The problem: Reproduce the passage about nighttime fast-food binges in full, word for word.

Now that we understand failure as just a rocky bit of road instead of a headlong plunge off of the Cliffs of Insanity, I want to talk specifically about how I fail. My road gets rocky at night. I discovered after becoming sober that I am a morning person. Who knew? I am at my best and strongest in the morning, and can continue along a fine path in a clean and well-lighted place well into the evening. It's after the sun goes down that things tend to get a bit hinky with me. That is when the stress of the day works its way to the surface, when my feet hurt and my back hurts and my bursitis is flaring up and my nose itches and that guy just cut me off and you get the idea. Also, I tend to spend my nights alone. Sometimes it takes hours after work or a meeting until I'm ready to go to sleep... and that's too much time. In the 12-step program that I use to stay sober, there are a lot of sayings designed to keep us mindful. One that applies here is, "When you're alone in your head, you're in a bad neighborhood." That is certainly true for me, especially at night. So, to medicate myself and escape from the discomfort that I feel at night, here is what I like to do: go get way too much quasi-food from Taco John's or McDonald's and just plow into it. Now, the crazy thing is this: I don't really even like that food. The food that I really like is healthy food. I ate tofu wraps yesterday, and Odwalla Superfood juice, and it was crazy good. Delicious. What I do is lust after fast food. I like it in secret, snuck into the house and consumed in quiet, sick joy. So what I want to do, and have been trying to do, is be mindful of what's really going on when I yield to those compulsions. I want to study what I think and feel in those times, and afterwards, so that I can decrease the frequency of the binges over time. Clearly, because I still engage in that behavior, some facet of it still works for me. Some need or desire is still being fulfilled, albeit unhealthily. If I can identify the specific desire that I'm quelling with awful food, maybe I can find a healthy alternative some of the time.

Excerpted data:
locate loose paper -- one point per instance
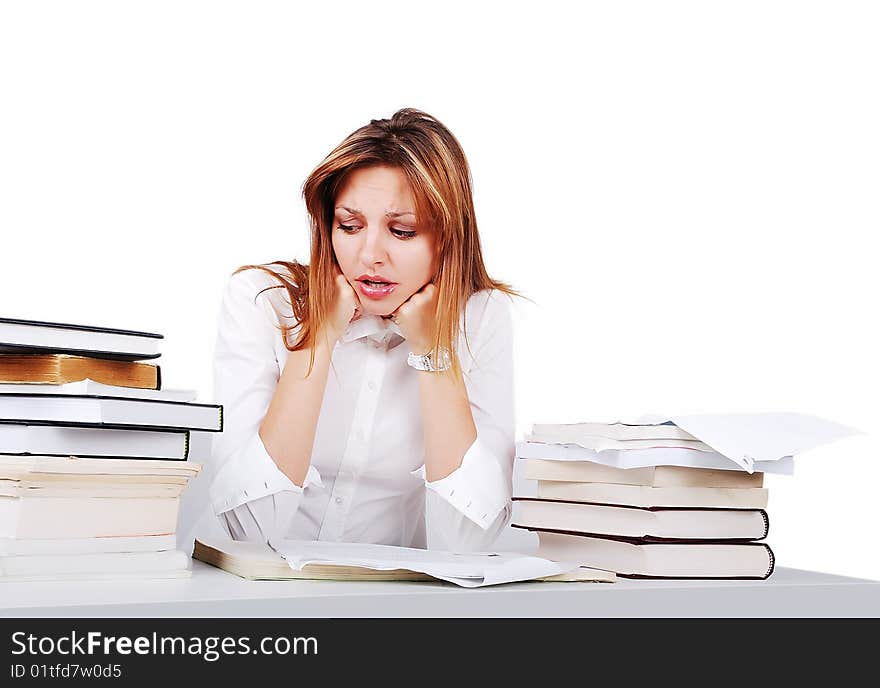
(469, 570)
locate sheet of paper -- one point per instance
(468, 570)
(605, 443)
(641, 458)
(748, 438)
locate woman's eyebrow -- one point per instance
(356, 211)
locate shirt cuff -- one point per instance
(476, 488)
(251, 473)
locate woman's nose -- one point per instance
(373, 249)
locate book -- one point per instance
(651, 523)
(109, 412)
(647, 496)
(566, 432)
(16, 488)
(641, 458)
(631, 558)
(258, 561)
(58, 369)
(651, 476)
(90, 442)
(603, 443)
(91, 388)
(100, 565)
(92, 545)
(23, 517)
(69, 467)
(35, 336)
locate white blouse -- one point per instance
(366, 482)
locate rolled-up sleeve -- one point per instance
(468, 509)
(250, 495)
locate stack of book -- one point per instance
(643, 501)
(94, 455)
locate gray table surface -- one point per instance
(211, 592)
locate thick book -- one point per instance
(69, 517)
(643, 458)
(631, 558)
(90, 442)
(98, 565)
(651, 523)
(651, 476)
(91, 388)
(36, 336)
(571, 432)
(59, 369)
(109, 412)
(258, 561)
(93, 545)
(646, 496)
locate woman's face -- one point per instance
(375, 236)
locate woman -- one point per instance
(353, 409)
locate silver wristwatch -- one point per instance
(426, 361)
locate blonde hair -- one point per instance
(435, 166)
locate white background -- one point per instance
(687, 191)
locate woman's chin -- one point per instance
(376, 309)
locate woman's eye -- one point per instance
(400, 233)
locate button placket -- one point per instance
(356, 452)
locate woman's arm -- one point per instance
(469, 439)
(288, 430)
(252, 497)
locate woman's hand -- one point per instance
(415, 317)
(346, 308)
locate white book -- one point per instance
(647, 496)
(642, 458)
(94, 545)
(654, 523)
(603, 443)
(102, 565)
(110, 411)
(570, 432)
(34, 336)
(258, 561)
(653, 476)
(635, 559)
(15, 488)
(63, 517)
(92, 388)
(88, 442)
(65, 467)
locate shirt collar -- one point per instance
(373, 327)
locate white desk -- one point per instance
(214, 593)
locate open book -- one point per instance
(259, 561)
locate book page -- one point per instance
(467, 569)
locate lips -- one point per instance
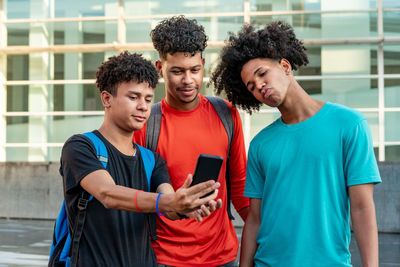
(266, 92)
(139, 118)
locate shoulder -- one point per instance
(344, 116)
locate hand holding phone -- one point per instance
(207, 168)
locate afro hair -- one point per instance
(276, 41)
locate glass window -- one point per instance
(392, 153)
(260, 120)
(92, 8)
(331, 25)
(392, 93)
(392, 58)
(354, 93)
(391, 22)
(135, 8)
(284, 5)
(392, 126)
(391, 4)
(59, 33)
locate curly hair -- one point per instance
(125, 67)
(178, 34)
(276, 41)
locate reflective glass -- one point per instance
(51, 129)
(391, 22)
(92, 8)
(392, 126)
(391, 4)
(332, 25)
(284, 5)
(59, 33)
(392, 58)
(142, 8)
(259, 121)
(392, 93)
(38, 9)
(373, 123)
(309, 5)
(354, 93)
(62, 66)
(392, 153)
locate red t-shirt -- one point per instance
(183, 136)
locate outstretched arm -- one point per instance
(101, 185)
(249, 237)
(363, 217)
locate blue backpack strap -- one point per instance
(148, 162)
(101, 150)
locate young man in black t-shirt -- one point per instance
(116, 232)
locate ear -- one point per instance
(285, 64)
(106, 99)
(159, 67)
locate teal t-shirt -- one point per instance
(301, 172)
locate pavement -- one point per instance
(27, 243)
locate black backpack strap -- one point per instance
(78, 227)
(153, 127)
(225, 116)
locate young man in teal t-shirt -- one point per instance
(309, 170)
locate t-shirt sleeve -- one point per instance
(254, 175)
(160, 173)
(237, 164)
(360, 165)
(139, 136)
(78, 159)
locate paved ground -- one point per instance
(27, 243)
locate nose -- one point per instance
(142, 105)
(187, 78)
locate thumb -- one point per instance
(187, 182)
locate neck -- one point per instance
(298, 105)
(118, 137)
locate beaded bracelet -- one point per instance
(137, 191)
(158, 198)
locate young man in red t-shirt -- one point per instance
(190, 126)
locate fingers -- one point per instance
(188, 181)
(202, 189)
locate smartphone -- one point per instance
(207, 168)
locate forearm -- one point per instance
(365, 230)
(249, 242)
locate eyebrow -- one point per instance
(139, 93)
(181, 68)
(255, 72)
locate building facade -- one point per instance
(50, 51)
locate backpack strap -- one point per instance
(153, 126)
(225, 115)
(102, 155)
(101, 150)
(149, 163)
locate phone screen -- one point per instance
(207, 168)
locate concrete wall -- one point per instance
(34, 190)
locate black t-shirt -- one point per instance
(110, 237)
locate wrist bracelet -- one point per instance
(181, 216)
(137, 191)
(158, 198)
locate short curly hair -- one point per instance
(178, 34)
(276, 41)
(125, 67)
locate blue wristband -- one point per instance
(158, 198)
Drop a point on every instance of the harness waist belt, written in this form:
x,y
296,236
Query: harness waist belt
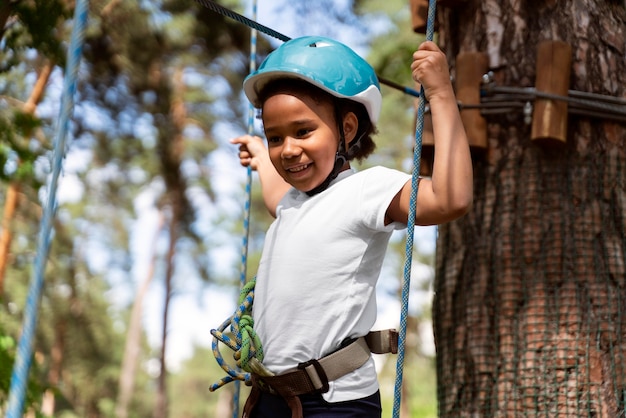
x,y
313,376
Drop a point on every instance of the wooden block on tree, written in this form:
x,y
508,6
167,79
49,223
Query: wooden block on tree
x,y
470,68
553,73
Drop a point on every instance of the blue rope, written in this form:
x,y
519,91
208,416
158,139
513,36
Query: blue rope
x,y
246,219
19,376
406,285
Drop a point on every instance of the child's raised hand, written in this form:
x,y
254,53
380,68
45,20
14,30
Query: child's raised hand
x,y
251,148
430,69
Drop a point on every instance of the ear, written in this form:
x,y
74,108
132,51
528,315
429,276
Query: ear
x,y
350,126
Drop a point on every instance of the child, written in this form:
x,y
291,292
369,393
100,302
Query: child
x,y
315,291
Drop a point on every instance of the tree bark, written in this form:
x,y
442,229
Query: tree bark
x,y
529,312
132,347
171,157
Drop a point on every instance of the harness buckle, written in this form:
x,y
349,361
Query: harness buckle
x,y
316,374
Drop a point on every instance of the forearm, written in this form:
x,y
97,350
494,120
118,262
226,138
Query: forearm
x,y
452,178
273,186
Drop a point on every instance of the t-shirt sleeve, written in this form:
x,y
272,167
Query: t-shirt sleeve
x,y
379,187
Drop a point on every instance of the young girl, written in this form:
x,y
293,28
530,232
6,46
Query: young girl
x,y
315,291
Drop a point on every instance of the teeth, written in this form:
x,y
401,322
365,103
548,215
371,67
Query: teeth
x,y
299,168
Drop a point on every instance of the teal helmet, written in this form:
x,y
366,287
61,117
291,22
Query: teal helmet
x,y
325,63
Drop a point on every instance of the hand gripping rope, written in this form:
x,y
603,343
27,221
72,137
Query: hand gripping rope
x,y
19,376
246,218
406,284
249,356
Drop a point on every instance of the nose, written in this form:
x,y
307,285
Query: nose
x,y
290,148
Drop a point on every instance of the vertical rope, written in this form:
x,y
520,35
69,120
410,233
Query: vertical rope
x,y
246,217
406,285
19,376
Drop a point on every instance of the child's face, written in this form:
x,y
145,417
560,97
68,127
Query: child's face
x,y
302,138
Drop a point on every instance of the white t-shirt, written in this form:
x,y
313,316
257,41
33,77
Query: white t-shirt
x,y
316,281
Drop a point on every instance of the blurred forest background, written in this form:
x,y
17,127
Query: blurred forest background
x,y
145,253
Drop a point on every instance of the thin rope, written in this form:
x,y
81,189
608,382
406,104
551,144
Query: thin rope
x,y
246,216
610,107
406,285
19,376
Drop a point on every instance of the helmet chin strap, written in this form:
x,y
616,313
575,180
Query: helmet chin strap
x,y
341,156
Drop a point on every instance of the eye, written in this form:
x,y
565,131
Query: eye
x,y
302,132
273,140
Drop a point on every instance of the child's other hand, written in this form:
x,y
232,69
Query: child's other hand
x,y
430,69
251,148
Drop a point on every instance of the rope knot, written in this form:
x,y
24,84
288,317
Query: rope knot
x,y
241,338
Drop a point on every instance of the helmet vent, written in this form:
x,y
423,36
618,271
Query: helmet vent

Solution:
Now that we understand failure as just a rocky bit of road instead of a headlong plunge off of the Cliffs of Insanity, I want to talk specifically about how I fail. My road gets rocky at night. I discovered after becoming sober that I am a morning person. Who knew? I am at my best and strongest in the morning, and can continue along a fine path in a clean and well-lighted place well into the evening. It's after the sun goes down that things tend to get a bit hinky with me. That is when the stress of the day works its way to the surface, when my feet hurt and my back hurts and my bursitis is flaring up and my nose itches and that guy just cut me off and you get the idea. Also, I tend to spend my nights alone. Sometimes it takes hours after work or a meeting until I'm ready to go to sleep... and that's too much time. In the 12-step program that I use to stay sober, there are a lot of sayings designed to keep us mindful. One that applies here is, "When you're alone in your head, you're in a bad neighborhood." That is certainly true for me, especially at night. So, to medicate myself and escape from the discomfort that I feel at night, here is what I like to do: go get way too much quasi-food from Taco John's or McDonald's and just plow into it. Now, the crazy thing is this: I don't really even like that food. The food that I really like is healthy food. I ate tofu wraps yesterday, and Odwalla Superfood juice, and it was crazy good. Delicious. What I do is lust after fast food. I like it in secret, snuck into the house and consumed in quiet, sick joy. So what I want to do, and have been trying to do, is be mindful of what's really going on when I yield to those compulsions. I want to study what I think and feel in those times, and afterwards, so that I can decrease the frequency of the binges over time. Clearly, because I still engage in that behavior, some facet of it still works for me. Some need or desire is still being fulfilled, albeit unhealthily. If I can identify the specific desire that I'm quelling with awful food, maybe I can find a healthy alternative some of the time.